About this exercise
Can you continue the article on the solidarity tax on airplane tickets, picking up right after its last sentence?

**** Selected excerpt ****

= Solidarity tax on airplane tickets =

Tax to support disease treatment

The solidarity tax on airplane tickets (Taxe de solidarité sur les billets d'avion, also known as Chirac Tax) is a surcharge on the civil aviation tax which is destined to finance Unitaid. This tax was initially proposed by Presidents Jacques Chirac of France and Luiz Inácio Lula da Silva of Brazil. It was initially adopted by five founding countries (France, Brazil, United Kingdom, Norway and Chile) during a conference in Paris on September 14, 2005. Nine countries actually implemented this tax: Cameroon, Chile, Congo, France, Madagascar, Mali, Mauritius, Niger and the Republic of Korea. Norway also contributes through its tax on emissions.

==History==
The tax was first proposed by French president Jacques Chirac and his Brazilian counterpart Luiz Inácio Lula da Silva. It was later adopted by five countries at the Ministerial conference on innovative development finance held in Paris in February 2005.

**** Exercise data ****

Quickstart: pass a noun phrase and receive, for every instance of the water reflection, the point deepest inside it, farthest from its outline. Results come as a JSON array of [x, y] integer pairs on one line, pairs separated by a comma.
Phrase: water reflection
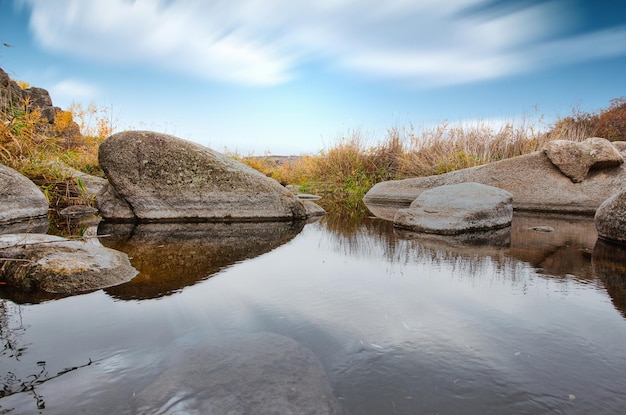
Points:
[[609, 265], [556, 246], [171, 256]]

****

Exercise result
On 19 October 2019, the National Assembly adopted the first draft of the 2020 Budget which contained a provision instituting an additional contribution on air travel starting on 1 January 2020. This additional contribution is expected to yield in yearly revenues which will be attributed to the AFITF to fund public transport projects.

==Details==
The tax is applied selectively depending on the final destination. Transit passengers are exempt under the following conditions;
- The arrival and departure are from the same airport
- Maximum of 24 hours between arrival and departure
- The final destination is not the same as the airport of origin

The tax depends on the destination, either European Economic Area or outside EEA.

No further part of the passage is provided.